睡眠時無呼吸症候群の文章から、「- 耳鼻咽喉科:鼻や喉の構造に異常がないかを確認」を含む言葉で始まり「3. 精密検査:終夜睡眠ポリグラフ検査(PSG)」で終わる部分を、一字も変えずに書き写してください。

* **渡された文章**

+---+

⑤睡眠時無呼吸症候群
検査と診断の流れ
何科に行けばいい?受診前に知っておきたいこと
「いびきが気になる」「日中に強い眠気がある」──そんなときに最初に迷うのが、「何科を受診すればいいのか?」という点です。
睡眠時無呼吸症候群(SAS)は、呼吸、睡眠、耳鼻咽喉、生活習慣など幅広い要因と関係しているため、診療科の選び方が大切です。
診断の流れをあらかじめ知っておくことで、受診後のステップがぐっとスムーズになります。
どの診療科を受診すべきか
SASの診断には、以下の診療科が対応しています。
- 耳鼻咽喉科:鼻や喉の構造に異常がないかを確認
- 呼吸器内科:呼吸機能や無呼吸の頻度を評価
- 睡眠外来・睡眠センター:専門設備を備え、総合的な検査・診断が可能
- 内科(総合診療科):最初の相談窓口として活用できる
多くの場合、これらの科で問診や簡易検査を行い、必要に応じて専門的な検査へと進みます。
診断までのステップ
1. 問診と簡易評価
- 睡眠の状況、日中の眠気、いびきの有無などをヒアリング
- **エプワース眠気尺度(ESS)**といったチェックリストで眠気の程度を数値化
2. 簡易検査(自宅スクリーニング)
- 医師から貸与される小型機器を自宅で一晩装着
- 呼吸の流れ、血中酸素濃度、心拍、いびき音などを測定
- 結果に応じて、精密検査(PSG)へ移行
3. 精密検査:終夜睡眠ポリグラフ検査(PSG)
かつては「入院して一泊検査」が基本でしたが、近年では自宅で実施できる方法も普及しています。

+---+

* **用意された記録**
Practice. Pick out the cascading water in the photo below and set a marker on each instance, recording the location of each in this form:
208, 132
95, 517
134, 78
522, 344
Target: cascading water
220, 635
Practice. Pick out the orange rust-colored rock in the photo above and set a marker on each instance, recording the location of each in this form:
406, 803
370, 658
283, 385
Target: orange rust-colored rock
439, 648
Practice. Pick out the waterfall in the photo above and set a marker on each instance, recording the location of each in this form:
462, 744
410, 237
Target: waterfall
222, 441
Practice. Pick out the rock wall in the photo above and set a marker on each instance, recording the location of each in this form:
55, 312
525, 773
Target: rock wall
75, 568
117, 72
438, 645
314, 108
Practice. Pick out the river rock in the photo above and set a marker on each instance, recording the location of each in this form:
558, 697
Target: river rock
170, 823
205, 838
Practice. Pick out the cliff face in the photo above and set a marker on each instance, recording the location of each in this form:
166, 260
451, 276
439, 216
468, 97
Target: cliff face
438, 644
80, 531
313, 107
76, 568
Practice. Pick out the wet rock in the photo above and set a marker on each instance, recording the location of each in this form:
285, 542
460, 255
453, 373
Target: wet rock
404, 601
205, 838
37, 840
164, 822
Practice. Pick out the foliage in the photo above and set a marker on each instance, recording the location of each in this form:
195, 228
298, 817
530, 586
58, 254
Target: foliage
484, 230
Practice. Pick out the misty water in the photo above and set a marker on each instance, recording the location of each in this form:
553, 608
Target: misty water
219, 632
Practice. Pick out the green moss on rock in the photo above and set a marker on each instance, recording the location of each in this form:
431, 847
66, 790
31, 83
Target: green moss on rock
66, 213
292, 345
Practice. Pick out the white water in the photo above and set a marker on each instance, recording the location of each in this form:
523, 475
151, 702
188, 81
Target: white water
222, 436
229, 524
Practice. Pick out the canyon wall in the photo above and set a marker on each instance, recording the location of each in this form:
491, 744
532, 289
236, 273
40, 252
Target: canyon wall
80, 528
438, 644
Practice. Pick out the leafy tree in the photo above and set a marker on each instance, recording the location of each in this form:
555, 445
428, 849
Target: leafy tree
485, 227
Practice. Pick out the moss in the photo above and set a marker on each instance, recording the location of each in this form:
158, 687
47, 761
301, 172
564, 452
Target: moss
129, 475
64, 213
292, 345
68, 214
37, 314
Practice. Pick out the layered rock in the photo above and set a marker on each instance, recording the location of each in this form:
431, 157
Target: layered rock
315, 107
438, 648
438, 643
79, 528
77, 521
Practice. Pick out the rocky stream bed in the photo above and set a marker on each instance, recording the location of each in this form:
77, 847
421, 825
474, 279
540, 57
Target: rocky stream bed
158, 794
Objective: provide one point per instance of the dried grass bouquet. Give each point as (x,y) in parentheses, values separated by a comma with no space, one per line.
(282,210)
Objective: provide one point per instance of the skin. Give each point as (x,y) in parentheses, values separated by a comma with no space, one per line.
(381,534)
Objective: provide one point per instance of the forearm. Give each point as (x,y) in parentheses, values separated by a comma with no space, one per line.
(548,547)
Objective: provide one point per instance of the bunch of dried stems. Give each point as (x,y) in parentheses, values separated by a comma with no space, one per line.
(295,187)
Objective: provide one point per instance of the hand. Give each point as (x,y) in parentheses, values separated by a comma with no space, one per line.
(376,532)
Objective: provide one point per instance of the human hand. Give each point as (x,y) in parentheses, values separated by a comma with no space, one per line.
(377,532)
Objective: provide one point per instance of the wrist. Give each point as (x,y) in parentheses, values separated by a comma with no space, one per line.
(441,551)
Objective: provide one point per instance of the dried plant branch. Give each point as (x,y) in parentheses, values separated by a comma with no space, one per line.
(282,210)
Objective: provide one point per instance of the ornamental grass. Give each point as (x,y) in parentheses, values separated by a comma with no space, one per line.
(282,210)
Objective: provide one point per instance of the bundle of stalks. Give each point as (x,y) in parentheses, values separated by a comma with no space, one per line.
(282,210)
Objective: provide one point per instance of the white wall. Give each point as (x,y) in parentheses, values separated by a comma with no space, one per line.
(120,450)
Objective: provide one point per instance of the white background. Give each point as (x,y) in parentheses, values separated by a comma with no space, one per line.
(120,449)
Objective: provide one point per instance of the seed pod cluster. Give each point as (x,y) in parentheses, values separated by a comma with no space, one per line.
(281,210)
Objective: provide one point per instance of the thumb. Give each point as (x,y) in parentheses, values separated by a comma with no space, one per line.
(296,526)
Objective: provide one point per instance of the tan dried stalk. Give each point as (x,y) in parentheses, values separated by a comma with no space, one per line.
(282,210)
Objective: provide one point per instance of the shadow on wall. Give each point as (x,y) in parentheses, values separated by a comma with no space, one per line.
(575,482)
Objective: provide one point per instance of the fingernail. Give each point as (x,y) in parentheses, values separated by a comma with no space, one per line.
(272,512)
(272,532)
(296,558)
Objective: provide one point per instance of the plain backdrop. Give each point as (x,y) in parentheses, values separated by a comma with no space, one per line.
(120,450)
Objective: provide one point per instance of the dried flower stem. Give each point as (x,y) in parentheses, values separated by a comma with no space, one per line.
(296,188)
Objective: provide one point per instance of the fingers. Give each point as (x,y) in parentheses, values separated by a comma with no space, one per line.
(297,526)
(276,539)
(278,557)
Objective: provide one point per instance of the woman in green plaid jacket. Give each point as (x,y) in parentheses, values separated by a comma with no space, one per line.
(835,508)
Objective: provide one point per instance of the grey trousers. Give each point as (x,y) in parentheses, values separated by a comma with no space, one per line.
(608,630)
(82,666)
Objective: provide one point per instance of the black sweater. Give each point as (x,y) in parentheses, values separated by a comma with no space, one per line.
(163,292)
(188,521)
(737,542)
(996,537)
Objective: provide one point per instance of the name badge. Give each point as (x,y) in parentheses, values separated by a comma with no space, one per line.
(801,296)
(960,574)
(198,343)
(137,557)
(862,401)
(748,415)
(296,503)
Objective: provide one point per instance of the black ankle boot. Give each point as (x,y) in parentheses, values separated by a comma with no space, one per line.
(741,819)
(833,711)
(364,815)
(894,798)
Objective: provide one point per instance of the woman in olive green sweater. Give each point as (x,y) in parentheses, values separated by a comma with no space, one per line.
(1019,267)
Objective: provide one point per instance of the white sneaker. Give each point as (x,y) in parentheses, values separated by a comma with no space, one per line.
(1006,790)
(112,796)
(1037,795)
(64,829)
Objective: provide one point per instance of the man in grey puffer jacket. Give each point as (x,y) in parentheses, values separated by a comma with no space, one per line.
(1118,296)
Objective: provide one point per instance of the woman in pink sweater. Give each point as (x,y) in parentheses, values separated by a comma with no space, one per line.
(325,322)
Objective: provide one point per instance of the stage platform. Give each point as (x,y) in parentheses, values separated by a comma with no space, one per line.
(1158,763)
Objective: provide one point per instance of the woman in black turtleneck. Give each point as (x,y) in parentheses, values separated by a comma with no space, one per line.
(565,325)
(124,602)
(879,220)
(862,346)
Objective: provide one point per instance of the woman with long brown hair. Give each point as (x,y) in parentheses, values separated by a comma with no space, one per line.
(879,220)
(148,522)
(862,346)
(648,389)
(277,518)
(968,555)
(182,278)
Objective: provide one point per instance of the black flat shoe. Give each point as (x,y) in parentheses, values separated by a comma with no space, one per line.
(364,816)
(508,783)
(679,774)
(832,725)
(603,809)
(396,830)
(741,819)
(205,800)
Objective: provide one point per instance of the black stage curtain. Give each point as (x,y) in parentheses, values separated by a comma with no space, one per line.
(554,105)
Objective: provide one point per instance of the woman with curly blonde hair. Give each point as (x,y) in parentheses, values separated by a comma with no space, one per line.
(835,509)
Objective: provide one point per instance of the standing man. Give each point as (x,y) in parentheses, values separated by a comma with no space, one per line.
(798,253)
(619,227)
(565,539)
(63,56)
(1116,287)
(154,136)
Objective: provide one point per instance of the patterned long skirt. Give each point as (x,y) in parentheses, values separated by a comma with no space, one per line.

+---+

* **書いた答え**
- 耳鼻咽喉科:鼻や喉の構造に異常がないかを確認
- 呼吸器内科:呼吸機能や無呼吸の頻度を評価
- 睡眠外来・睡眠センター:専門設備を備え、総合的な検査・診断が可能
- 内科(総合診療科):最初の相談窓口として活用できる
多くの場合、これらの科で問診や簡易検査を行い、必要に応じて専門的な検査へと進みます。
診断までのステップ
1. 問診と簡易評価
- 睡眠の状況、日中の眠気、いびきの有無などをヒアリング
- **エプワース眠気尺度(ESS)**といったチェックリストで眠気の程度を数値化
2. 簡易検査(自宅スクリーニング)
- 医師から貸与される小型機器を自宅で一晩装着
- 呼吸の流れ、血中酸素濃度、心拍、いびき音などを測定
- 結果に応じて、精密検査(PSG)へ移行
3. 精密検査:終夜睡眠ポリグラフ検査(PSG)